■ Direction ■
Rewrite every entry below as a Markdown table with two columns, "Row" for the row number and "Line" for the line itself. Skip blank lines and leave the pictures out.

- - - - - - -

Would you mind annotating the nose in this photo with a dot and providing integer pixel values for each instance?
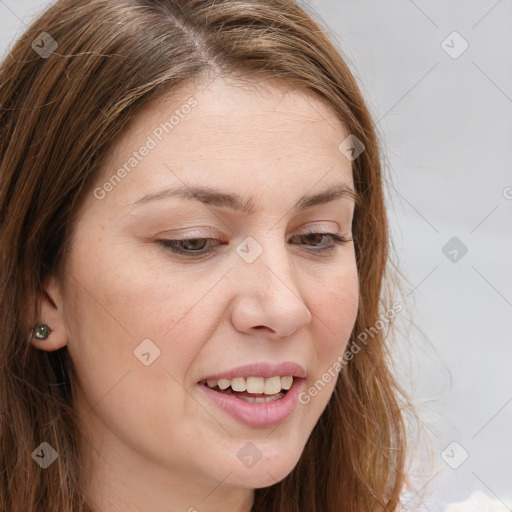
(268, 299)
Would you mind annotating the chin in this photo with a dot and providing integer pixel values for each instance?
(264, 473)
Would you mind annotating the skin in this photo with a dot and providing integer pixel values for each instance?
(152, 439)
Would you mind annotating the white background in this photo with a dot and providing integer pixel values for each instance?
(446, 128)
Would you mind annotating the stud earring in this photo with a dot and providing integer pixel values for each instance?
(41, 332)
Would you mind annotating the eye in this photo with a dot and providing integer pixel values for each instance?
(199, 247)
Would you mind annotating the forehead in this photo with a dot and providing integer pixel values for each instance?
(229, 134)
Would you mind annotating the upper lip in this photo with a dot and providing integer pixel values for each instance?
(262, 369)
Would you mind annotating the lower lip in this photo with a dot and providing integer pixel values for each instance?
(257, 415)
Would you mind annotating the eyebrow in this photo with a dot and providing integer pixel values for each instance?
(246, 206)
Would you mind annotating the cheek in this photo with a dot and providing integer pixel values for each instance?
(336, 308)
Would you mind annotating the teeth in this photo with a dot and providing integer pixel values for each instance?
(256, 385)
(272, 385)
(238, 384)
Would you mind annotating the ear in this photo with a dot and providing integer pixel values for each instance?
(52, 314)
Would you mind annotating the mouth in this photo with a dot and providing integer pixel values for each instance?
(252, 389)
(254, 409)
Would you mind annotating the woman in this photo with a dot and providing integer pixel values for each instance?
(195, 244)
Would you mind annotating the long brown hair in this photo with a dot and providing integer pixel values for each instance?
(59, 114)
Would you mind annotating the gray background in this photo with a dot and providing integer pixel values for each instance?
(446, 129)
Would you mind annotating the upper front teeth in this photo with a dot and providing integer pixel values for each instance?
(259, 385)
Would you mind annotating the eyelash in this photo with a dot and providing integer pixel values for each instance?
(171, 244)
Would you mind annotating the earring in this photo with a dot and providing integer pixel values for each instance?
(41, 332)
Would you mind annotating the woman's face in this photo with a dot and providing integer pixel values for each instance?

- - - - - - -

■ Full solution ■
| Row | Line |
|---|---|
| 1 | Would you mind annotating the nose in this photo with a dot and providing integer pixel values for each instance? |
| 2 | (268, 299) |
| 3 | Would you mind annotating the chin in this photo with a dot and providing integer pixel values for each instance? |
| 4 | (264, 473) |
| 5 | Would you mind annotating the skin in this photo with a dot and providing integer pixel values for each instance? |
| 6 | (152, 439) |
| 7 | Would you mind annotating the white background in this photo with a dot and providing integer pixel values for each instance? |
| 8 | (446, 128) |
| 9 | Would you mind annotating the stud earring in this photo with a dot and providing integer pixel values for each instance? |
| 10 | (41, 332) |
| 11 | Would you mind annotating the eye in this photo with a dot and providing integer pixel values for each instance? |
| 12 | (199, 247) |
| 13 | Would you mind annotating the forehead in this photo with a dot and providing integer pixel values for each instance? |
| 14 | (229, 134) |
| 15 | Would you mind annotating the upper lip in this photo with a dot and providing integer pixel values for each instance? |
| 16 | (262, 369) |
| 17 | Would you mind annotating the lower lip in this photo with a dot and providing integer pixel values for each instance? |
| 18 | (257, 415) |
| 19 | Would you mind annotating the eyebrow in this photo with a dot and providing integer pixel values for each instance? |
| 20 | (246, 206) |
| 21 | Would you mind annotating the cheek in this photo with a dot and providing integer pixel values for each instance? |
| 22 | (336, 308) |
| 23 | Would you mind annotating the teeth in this photo with a dot and providing integer pixel values for each instance? |
| 24 | (256, 385) |
| 25 | (272, 385) |
| 26 | (238, 384) |
| 27 | Would you mind annotating the ear in this photo with a dot and providing integer pixel values for each instance? |
| 28 | (52, 314) |
| 29 | Would you mind annotating the mouth in this photo with a dot and providing integer pixel values for each instance? |
| 30 | (252, 389) |
| 31 | (254, 409) |
| 32 | Would you mind annotating the woman in this photo with a dot and providing integer pixel values for each instance? |
| 33 | (195, 244) |
| 34 | Would you mind annotating the long brown hair in this photo with a dot and providing integer pixel values for each instance? |
| 35 | (59, 114) |
| 36 | Would you mind annotating the gray background in this photo with a dot and providing integer pixel values for each instance? |
| 37 | (446, 129) |
| 38 | Would you mind annotating the upper front teeth in this photo with a dot and providing integer pixel values for each instance? |
| 39 | (259, 385) |
| 40 | Would you mind annotating the eyelash in this photo with a dot and providing integer pixel values for each instance? |
| 41 | (171, 244) |
| 42 | Would you mind annotating the earring in this photo with a dot and providing integer pixel values for each instance? |
| 43 | (41, 332) |
| 44 | Would you mind annotating the woman's face in this photo with a dot and providing integer pixel values for each instance? |